* _Extract_
## start
# Reviewers Needed



## Reformed Covenanter (Dec 5, 2007)

Before the publication of my next book_ A Conquered Kingdom: Biblical Civil Government_, I need to send copies to magazines for review. Does anyone have any suggestions about suitable magazines/newsletters?


----------



## RamistThomist (Dec 5, 2007)

Joe Morecraft's _Counsel of Chalcedon_
_Faith for all of Life_


----------



## Coram Deo (Dec 5, 2007)

How about to people..... 







Daniel Ritchie said:


> Before the publication of my next book_ A Conquered Kingdom: Biblical Civil Government_, I need to send copies to magazines for review. Does anyone have any suggestions about suitable magazines/newsletters?


----------



## Reformed Covenanter (Dec 5, 2007)

Spear Dane said:


> Joe Morecraft's _Counsel of Chalcedon_
> _Faith for all of Life_



I think these ones will do a review for me, along with Biblical Worldview and RP Witness.


----------



## RamistThomist (Dec 5, 2007)

There is another one that is along theonomic lines, but the name escapes me. Something "Statesman."


----------



## Coram Deo (Dec 5, 2007)

The Christian Statesman by Pastor Einwecter, a Theonomic Reformed Baptist...



Spear Dane said:


> There is another one that is along theonomic lines, but the name escapes me. Something "Statesman."


----------



## Reformed Covenanter (Dec 5, 2007)

thunaer said:


> The Christian Statesman by Pastor Einwecter, a Theonomic Reformed Baptist...
> 
> 
> 
> ...



Does anyone have an e-mail for the Christian Statesman? If so, please PM it to me.


----------



## Richard King (Dec 5, 2007)

byFaith magazine
byFaith Magazine


----------



## Reformed Covenanter (Dec 5, 2007)

Richard King said:


> byFaith magazine
> byFaith Magazine




Good stuff Richard


----------



## RamistThomist (Dec 5, 2007)

I don't think byFaith will review it.


----------



## Reformed Covenanter (Dec 5, 2007)

Spear Dane said:


> I don't think byFaith will review it.



I will e-mail them and find out.


----------



## Coram Deo (Dec 5, 2007)

How about VisionForum... I know Doug Philips is also a Reformed Baptist and has endorsed Pastor Einwechter's Theonomic works wholeheartedly...


----------



## Richard King (Dec 5, 2007)

Would WORLD MAGAZINE be a possibility?
WORLD Magazine | Weekly News, Christian Views


----------



## RamistThomist (Dec 5, 2007)

Richard King said:


> Would WORLD MAGAZINE be a possibility?
> WORLD Magazine | Weekly News, Christian Views



Doubtful. I doubt any major Reform-ish magazine will do it, simply because I don't see anyone giving a theonomic book a favorable review. 

On the other hand, and good news, the home-schoolish, theonomic fringed people will be much encouraged by it--and in the coming culture wars it will be these people who will be battling most heroically.


----------



## RamistThomist (Dec 5, 2007)

thunaer said:


> How about VisionForum... I know Doug Philips is also a Reformed Baptist and has endorsed Pastor Einwechter's Theonomic works wholeheartedly...
## end
* _Point annotation dataset records_
## start
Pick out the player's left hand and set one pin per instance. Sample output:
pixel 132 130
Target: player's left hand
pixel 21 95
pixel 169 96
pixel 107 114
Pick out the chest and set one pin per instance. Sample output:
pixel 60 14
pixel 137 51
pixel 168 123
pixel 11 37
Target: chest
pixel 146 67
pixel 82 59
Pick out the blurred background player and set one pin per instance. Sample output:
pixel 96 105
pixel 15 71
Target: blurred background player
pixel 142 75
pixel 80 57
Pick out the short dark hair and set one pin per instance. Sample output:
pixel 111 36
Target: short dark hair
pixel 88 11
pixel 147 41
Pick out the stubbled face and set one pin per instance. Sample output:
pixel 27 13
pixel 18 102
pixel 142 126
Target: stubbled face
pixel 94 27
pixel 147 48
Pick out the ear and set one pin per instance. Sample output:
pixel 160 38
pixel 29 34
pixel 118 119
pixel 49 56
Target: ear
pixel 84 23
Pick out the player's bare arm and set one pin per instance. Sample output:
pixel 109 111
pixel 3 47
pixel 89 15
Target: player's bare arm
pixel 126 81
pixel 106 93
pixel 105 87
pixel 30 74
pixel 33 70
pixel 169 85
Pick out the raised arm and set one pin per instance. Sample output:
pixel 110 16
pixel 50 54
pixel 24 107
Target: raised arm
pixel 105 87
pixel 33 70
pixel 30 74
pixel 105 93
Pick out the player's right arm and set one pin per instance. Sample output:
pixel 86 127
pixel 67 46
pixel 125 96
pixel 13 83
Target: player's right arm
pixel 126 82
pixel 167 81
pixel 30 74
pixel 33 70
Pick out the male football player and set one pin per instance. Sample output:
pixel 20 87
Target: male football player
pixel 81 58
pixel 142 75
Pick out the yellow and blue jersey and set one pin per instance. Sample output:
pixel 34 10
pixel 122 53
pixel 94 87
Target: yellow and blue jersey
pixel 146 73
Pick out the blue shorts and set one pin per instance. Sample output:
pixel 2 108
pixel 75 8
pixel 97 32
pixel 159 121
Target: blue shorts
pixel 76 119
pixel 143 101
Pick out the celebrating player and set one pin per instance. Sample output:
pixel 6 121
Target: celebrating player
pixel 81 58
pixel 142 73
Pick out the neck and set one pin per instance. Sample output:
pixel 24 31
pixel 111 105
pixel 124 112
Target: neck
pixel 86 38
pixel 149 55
## end
* _Exercises to complete_
[1] What is the title of the book for which reviews are sought in the forum thread?
[2] List every distinct name that appears in the post headers of the forum thread.
[3] Reproduce the passage of the forum thread between "Doubtful. I doubt" and "battling most heroically.", inclusive.
Base every answer solely on the forum thread.

* _Task solutions_
[1] A Conquered Kingdom: Biblical Civil Government

[2] Reformed Covenanter, RamistThomist, Coram Deo, Richard King

[3]
Doubtful. I doubt any major Reform-ish magazine will do it, simply because I don't see anyone giving a theonomic book a favorable review. 

On the other hand, and good news, the home-schoolish, theonomic fringed people will be much encouraged by it--and in the coming culture wars it will be these people who will be battling most heroically.